- EXERCISE INPUTS

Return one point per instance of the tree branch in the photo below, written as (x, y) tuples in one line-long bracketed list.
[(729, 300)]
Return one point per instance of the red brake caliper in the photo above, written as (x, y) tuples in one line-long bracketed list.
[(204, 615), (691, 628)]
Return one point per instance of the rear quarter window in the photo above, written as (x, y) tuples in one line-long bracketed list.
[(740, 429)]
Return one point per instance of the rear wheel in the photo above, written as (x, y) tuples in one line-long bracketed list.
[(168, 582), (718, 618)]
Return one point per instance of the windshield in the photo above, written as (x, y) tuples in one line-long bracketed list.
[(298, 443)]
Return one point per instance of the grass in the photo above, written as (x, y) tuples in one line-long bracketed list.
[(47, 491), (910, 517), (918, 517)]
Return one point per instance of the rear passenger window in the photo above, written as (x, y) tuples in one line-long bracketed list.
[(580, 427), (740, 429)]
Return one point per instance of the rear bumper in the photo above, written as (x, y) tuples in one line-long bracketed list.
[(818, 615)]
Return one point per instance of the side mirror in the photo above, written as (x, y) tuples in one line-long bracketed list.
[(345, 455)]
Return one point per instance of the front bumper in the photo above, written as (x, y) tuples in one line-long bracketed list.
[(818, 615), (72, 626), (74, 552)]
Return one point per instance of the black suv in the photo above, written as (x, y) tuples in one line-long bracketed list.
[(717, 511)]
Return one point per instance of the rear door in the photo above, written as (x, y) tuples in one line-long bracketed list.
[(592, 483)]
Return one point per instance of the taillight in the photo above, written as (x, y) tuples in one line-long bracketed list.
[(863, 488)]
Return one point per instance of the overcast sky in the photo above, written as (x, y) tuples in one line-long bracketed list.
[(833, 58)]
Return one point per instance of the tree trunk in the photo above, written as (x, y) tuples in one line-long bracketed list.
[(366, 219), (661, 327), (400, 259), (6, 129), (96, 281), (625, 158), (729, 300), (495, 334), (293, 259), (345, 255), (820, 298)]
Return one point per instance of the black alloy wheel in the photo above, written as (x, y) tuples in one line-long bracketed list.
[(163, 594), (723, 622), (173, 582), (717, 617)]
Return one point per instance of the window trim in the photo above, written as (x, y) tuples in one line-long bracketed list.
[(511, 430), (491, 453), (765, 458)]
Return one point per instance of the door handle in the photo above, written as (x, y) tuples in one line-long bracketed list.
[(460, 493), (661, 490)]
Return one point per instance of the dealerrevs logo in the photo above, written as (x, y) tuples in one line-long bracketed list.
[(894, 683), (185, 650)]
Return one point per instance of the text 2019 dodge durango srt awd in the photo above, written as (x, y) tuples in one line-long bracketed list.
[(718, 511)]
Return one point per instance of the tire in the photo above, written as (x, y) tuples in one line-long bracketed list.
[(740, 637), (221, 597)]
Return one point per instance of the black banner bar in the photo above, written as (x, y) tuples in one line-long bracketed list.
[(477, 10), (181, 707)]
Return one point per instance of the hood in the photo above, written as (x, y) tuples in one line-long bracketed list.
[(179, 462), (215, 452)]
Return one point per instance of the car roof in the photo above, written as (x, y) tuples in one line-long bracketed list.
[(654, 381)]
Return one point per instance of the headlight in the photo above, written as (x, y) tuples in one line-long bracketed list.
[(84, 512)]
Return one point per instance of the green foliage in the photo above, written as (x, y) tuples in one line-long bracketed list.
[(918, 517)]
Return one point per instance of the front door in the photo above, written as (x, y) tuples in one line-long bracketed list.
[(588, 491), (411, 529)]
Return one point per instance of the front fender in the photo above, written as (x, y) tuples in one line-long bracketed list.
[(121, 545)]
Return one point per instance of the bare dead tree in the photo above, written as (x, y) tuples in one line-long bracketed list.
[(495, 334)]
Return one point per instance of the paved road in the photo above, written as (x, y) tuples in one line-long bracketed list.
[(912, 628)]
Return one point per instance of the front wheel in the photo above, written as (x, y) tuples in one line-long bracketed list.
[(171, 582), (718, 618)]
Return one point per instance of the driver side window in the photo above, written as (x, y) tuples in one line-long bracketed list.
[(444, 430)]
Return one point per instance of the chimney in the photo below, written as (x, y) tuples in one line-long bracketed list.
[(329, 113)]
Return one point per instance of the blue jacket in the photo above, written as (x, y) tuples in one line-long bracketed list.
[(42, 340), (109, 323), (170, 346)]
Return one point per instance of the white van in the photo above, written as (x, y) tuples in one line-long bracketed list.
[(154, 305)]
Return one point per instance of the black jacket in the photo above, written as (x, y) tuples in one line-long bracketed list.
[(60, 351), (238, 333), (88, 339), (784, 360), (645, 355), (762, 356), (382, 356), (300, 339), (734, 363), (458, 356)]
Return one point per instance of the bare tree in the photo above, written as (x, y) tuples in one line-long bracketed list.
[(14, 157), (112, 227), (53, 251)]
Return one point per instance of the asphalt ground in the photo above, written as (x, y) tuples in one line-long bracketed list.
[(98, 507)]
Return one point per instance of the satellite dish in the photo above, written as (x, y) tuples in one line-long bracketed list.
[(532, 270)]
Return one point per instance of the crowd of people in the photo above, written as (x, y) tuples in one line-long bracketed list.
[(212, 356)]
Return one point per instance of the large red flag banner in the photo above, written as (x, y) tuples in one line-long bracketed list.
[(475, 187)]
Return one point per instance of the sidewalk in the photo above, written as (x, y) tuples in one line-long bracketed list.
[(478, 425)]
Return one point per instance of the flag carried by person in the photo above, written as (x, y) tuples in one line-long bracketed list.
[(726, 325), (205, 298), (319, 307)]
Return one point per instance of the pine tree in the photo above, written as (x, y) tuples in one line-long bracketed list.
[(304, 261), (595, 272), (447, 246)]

- YOUR ASSIGNMENT
Return every entry exactly; no line may be missing.

- EXPECTED ANSWER
Return one point per instance of the tree branch in the photo below, written as (x, y) tuples in one line-long bracketed list.
[(729, 300)]
Return one point per instance of the red brake caliper in the photo above, written as (x, y) tuples in one line-long bracketed list.
[(204, 615), (691, 628)]
Return one point per instance of the rear quarter window in the photo above, written as (x, y) tuples in one line-long bracketed list.
[(740, 429)]
Return one point per instance of the rear wheel in the photo above, written as (x, y) tuples in one line-long bracketed list.
[(168, 582), (718, 618)]
Return one point per instance of the windshield in the photo above, written as (x, y) tuples in one line-long bracketed list.
[(298, 443)]
Return one point per instance of the grass in the photo above, written as (x, y) tuples in one line-long bracketed list.
[(47, 491), (910, 517), (918, 517)]
Return one point per instance of the rear passenger window in the photo above, written as (x, y) tuples in one line-long bracketed list.
[(580, 427), (740, 429)]
Return one point per instance of the rear bumper in the photo above, written as (x, y) tuples in one line-long bracketed list.
[(818, 615)]
Return one point per instance of the side mirror in the photo above, written as (x, y) tuples in one line-long bracketed list.
[(345, 455)]
Return one point per instance of the front bumper in the photo above, written as (x, y) tuples in one line-long bracketed list.
[(818, 615), (72, 626), (74, 552)]
Return one point per instance of the black suv in the photo above, written as (x, y) tuples in one line-long bracketed list.
[(717, 511)]
Return one point per instance of the rear door in the photo above, written as (x, y) tuples in one line-long bracketed list.
[(592, 483)]
Return one point per instance of the taillight in the photo above, written as (x, y) tuples in one line-long bracketed list.
[(863, 488)]
Return one point per instance of the overcast sky in the photo above, written as (x, y) tuples in one line-long bracketed list.
[(833, 58)]
Return one point per instance of the tree trunk in the photo above, written as (x, y) tuples in one line-long bracketed list.
[(366, 219), (661, 327), (400, 259), (6, 129), (96, 281), (625, 158), (729, 300), (495, 334), (293, 259), (345, 255), (820, 298)]
Return one point per instance of the black alloy wheel in the photo above, written as (x, y) tuples in one line-long bracketed list.
[(163, 594), (723, 622), (173, 582), (717, 617)]
Return one point per instance of the window trim in the photo above, written as (x, y) tuples in one line-long bracketed list.
[(511, 430), (491, 453), (765, 458)]
Return one point per instance of the door handle in the photo above, written as (x, y) tuples in one line-long bracketed list.
[(460, 493), (661, 490)]
Return one point per instance of the dealerrevs logo in the photo above, written as (x, y) tuples in one line-long bracketed list.
[(894, 683), (185, 650)]
Return one point per instance of the text 2019 dodge durango srt awd in the photo above, written as (x, y) tuples in one line-long bracketed list.
[(718, 511)]
Return one point per instance of the tire in the photo above, written as (x, y) tuples in one line-long bracketed list.
[(740, 637), (221, 597)]
Return one point per instance of the black banner bar in the photo above, written as (x, y) tuples in one line-long bracketed list.
[(477, 10), (181, 707)]
Return one point per instance of the hood in the photo above, written as (x, y) tuples in one line-long bracketed list.
[(179, 462), (215, 452)]
Return one point per instance of the car roof in the photo above, written as (x, y) tuples in one line-long bracketed list.
[(654, 381)]
Return one point per instance of the headlight in the photo above, written as (x, y) tuples in one line-long bracketed list.
[(84, 512)]
Return one point per instance of the green foliage in the photo above, written as (x, y) tuples in one line-long bracketed list.
[(918, 517)]
Return one point per instance of the front door in the photo above, written as (x, y) tuples in one line-long bracketed list.
[(588, 491), (411, 529)]
Return one point per instance of the front fender in the photo above, written as (x, y) tuples in one line-long bracketed list.
[(121, 545)]
Return one point per instance of the bare dead tree in the photo above, written as (x, y) tuples in one line-long bracketed list.
[(495, 334)]
Return one point per instance of the paved road in the photo above, written as (x, y) tuples in one line-long bracketed list.
[(912, 628)]
Return one point per instance of the front wheel in the photo above, written as (x, y) tuples in one line-long bracketed list.
[(171, 582), (718, 618)]
Return one point per instance of the driver side window in the photo above, written as (x, y) tuples in one line-long bracketed list.
[(444, 430)]
Return one point per instance of the chimney in the photo below, written as (x, y) tuples in one line-long bracketed list.
[(329, 113)]
Return one point per instance of the blue jacket in the photo above, written as (x, y) tuples in one line-long bracketed list.
[(42, 340), (109, 323), (170, 346)]
Return one point per instance of the white van in the photo above, written as (x, y) tuples in one line-long bracketed list.
[(154, 305)]
Return one point per instance of the black jacket in the photo above, written as (x, y) tuples in one line-long bracketed list.
[(60, 351), (238, 333), (88, 339), (784, 360), (645, 355), (762, 356), (382, 356), (300, 339), (734, 363), (458, 356)]
Return one point per instance of the bare tree in the photo above, written as (x, y) tuples in one line-long bracketed list.
[(14, 157), (112, 227), (53, 251)]
Return one point per instance of the asphalt ground in the photo above, written as (x, y) tuples in one line-long bracketed list.
[(98, 507)]
Return one point per instance of the satellite dish in the photo above, written as (x, y) tuples in one line-long bracketed list.
[(532, 270)]
Return one point per instance of the crowd of people in the photo above, written as (x, y) tuples in one line-long bracketed list.
[(212, 356)]
Return one point per instance of the large red flag banner in the photo above, written as (x, y) tuples in one line-long bracketed list.
[(475, 187)]
Return one point per instance of the sidewalk in the photo above, written as (x, y) tuples in one line-long bracketed list.
[(478, 425)]
Return one point per instance of the flag carried by person in the photo above, written as (x, y) tuples in one line-long bracketed list.
[(726, 325), (205, 298), (319, 307)]
Return one point per instance of the pine tree in the photo above, written as (x, y) tuples in one line-long bracketed list.
[(304, 261), (595, 272), (447, 246)]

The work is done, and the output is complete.